**Angezeigter Text**

Zur Datenerhebung wurde eine rekonstruktiv-hermeneutische Methodik angewandt, bei der narrative Interviews (n=15) mit Paaren geführt wurden, um differenzierte Einblicke in die Beziehungsgestaltung, den Umgang mit Herausforderungen und die Integration der Betroffenheit in den Alltag zu erhalten. Die Datenerhebung erfolgte in einem iterativen Verfahren, bei dem Teilnehmer*innen nach Differenzierungsmerkmalen wie Schwere der Betroffenheit, Bildungsstand und Lebenssituation ausgewählt wurden (von Bosse et al., 2025). Dieses Vorgehen zielte auf eine breite Heterogenität der Stichprobe ab. Die Stichprobe umfasste insgesamt 30 Personen, bestehend aus 15 Ehepaaren, die jeweils in einem gemeinsamen Haushalt leben. Das durchschnittliche Alter der Patient*innen lag bei 61,5 Jahren, mit einer Altersspanne von 47 bis 75 Jahren. Alle Patient*innen wohnen gemeinsam mit ihren Ehepartner*innen in ländlichen Regionen oder in klein- bis mittelgroßen Städten. Die durchschnittliche Ehedauer betrug 33 Jahre, wobei die Spannbreite zwischen 15 und 52 Jahren lag. Ein Großteil der Partner*innen übernimmt unterstützende Aufgaben im häuslichen Umfeld, insbesondere in der pflegerischen Versorgung sowie bei therapeutischen Maßnahmen im Alltag. Die Paarinterviews fanden im häuslichen Umfeld der Paare statt und beleuchteten zentrale Themen, wie die Alltagsorganisation vor und nach dem traumatischen Ereignis, prägende gemeinsame Lebensereignisse sowie die Erfahrungen innerhalb professioneller Versorgungsstrukturen. Ein gesprächsstrukturierender Zeitstrahl diente dabei als Orientierungshilfe, Struktur und Erzählstimulus für die Interviews (vgl. Abb. 2).

**Extrahierte Datensätze**
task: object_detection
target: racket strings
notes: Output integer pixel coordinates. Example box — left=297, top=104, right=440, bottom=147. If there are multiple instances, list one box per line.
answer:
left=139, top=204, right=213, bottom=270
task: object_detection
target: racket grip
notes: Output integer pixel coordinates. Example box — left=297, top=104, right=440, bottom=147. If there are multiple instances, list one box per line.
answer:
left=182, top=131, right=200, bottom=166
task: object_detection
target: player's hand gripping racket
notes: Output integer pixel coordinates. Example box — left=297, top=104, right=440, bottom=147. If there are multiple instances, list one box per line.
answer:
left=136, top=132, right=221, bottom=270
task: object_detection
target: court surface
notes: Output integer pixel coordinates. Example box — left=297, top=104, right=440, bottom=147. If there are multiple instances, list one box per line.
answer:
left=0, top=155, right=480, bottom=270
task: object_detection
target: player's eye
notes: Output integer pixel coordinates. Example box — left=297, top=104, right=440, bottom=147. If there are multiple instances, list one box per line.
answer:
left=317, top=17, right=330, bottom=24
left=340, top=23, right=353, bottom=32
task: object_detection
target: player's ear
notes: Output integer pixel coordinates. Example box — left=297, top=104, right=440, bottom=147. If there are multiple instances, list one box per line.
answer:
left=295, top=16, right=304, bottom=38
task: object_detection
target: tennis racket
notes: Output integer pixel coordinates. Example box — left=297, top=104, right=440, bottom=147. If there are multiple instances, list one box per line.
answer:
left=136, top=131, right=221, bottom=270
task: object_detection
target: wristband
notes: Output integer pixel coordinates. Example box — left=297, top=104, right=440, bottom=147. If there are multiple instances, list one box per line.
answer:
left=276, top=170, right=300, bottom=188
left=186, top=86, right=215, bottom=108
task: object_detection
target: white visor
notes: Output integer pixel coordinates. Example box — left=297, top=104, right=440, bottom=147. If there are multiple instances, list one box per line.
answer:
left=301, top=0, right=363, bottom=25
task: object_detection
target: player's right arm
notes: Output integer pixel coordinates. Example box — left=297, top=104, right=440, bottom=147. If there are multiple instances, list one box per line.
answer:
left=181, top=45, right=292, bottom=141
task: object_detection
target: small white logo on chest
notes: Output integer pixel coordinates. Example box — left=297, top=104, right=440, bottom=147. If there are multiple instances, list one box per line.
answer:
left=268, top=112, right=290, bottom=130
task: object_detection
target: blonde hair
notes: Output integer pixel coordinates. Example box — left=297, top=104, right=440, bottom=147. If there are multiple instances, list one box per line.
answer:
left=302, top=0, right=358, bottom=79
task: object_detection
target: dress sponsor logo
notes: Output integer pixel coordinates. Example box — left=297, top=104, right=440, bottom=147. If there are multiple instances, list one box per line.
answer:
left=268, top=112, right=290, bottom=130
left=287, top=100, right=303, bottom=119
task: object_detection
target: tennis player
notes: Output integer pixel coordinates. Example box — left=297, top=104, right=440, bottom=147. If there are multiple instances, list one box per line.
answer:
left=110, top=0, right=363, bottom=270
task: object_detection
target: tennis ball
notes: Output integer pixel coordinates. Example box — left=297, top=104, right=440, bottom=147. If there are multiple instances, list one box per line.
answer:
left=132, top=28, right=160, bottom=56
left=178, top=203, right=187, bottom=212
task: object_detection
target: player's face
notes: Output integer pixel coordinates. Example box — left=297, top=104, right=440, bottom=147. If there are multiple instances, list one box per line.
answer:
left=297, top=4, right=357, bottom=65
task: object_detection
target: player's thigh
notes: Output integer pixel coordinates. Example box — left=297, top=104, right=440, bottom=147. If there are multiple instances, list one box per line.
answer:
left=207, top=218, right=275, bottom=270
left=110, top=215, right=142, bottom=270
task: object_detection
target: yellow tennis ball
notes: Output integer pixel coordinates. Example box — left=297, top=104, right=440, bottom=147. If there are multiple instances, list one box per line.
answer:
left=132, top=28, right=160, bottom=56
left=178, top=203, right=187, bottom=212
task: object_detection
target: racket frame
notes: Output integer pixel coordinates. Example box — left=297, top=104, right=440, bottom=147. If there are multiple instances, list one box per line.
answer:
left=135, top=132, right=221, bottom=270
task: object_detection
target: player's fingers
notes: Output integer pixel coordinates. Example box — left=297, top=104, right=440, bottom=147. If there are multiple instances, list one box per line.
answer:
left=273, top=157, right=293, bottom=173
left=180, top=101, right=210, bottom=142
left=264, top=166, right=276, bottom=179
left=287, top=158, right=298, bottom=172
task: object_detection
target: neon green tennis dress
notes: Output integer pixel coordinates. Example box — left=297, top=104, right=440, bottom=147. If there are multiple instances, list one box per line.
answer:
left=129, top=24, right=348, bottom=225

**Aufgabenstellung**
Setzen Sie den Text zur Methodik der Paarinterviews im Anschluss an seinen letzten Satz fort. Die Datensätze sind hierfür ohne Belang.

**Antwortfeld**
Figure 2:

Paarbeziehung im zeitlichen Verlauf. Bedeutsame Ergebnisse können z.B. sein: Heirat, Kinder, Hausbau, Unfall, Akutphase nach Trauma, Frührehabilitation, Umzug etc., eigene Abbildung

Die Datenauswertung erfolgte mittels der dokumentarischen Methode (DM) (Bohnsack et al., 2010), um die impliziten Deutungsmuster der Paare zu rekonstruieren und deren individuelle sowie kollektive Bedeutungszuschreibungen im Kontext der Rehabilitationsprozesse zu ermitteln. In diesem Zusammenhang wurden drei zentrale Beziehungstypen identifiziert, die in unterschiedlicher Weise mit der veränderten Lebenssituation und den Herausforderungen des Rehabilitationsprozesses umgehen. Eine ausführliche Darstellung des methodischen Vorgehens sowie der Ergebnisse ist in einer gesonderten Publikation verfügbar (von Bosse et al., 2025). Im Folgenden werden die drei Beziehungstypen kurz vorgestellt.

Maintainers (Aufrechterhaltende)

Diese Paare behalten ihre etablierten Rollen innerhalb der Beziehung bei, wobei eine Person in einer dominanten und die andere in einer passiveren Rolle verbleibt oder eine Symmetrie der Mitbestimmung aufrechterhalten wird. Der Alltag wird vor allem durch die Anpassung gemeinsamer Aktivitäten an die Einschränkungen bewältigt (z.B. Aufrechterhalten von gemeinsamen Spaziergängen, jedoch mit verringerter Gehstecke), wodurch Stabilität und Kontinuität in der Beziehung erhalten bleiben. Diese Orientierung an vor der Krankheit bestehenden Strukturen bietet in belastenden Situationen Sicherheit und Unterstützung, da sie eine Verlässlichkeit innerhalb der Beziehung schafft. Obwohl die Rollen an die veränderten Umstände angepasst werden können, bleibt ihre grundlegende Struktur unverändert. Diese Konstanz stellt eine zentrale Ressource im Bewältigungsprozess dar. Allerdings birgt dieser Ansatz die Herausforderung, dass notwendige Veränderungen und eine kritische Auseinandersetzung mit der neuen Realität möglicherweise nicht in ausreichendem Maße erfolgen, da zu sehr an alten Strukturen und Routinen festgehalten wird, was die Anpassungsfähigkeit der Beziehung langfristig beeinträchtigen kann.

Transformers (Transformierende)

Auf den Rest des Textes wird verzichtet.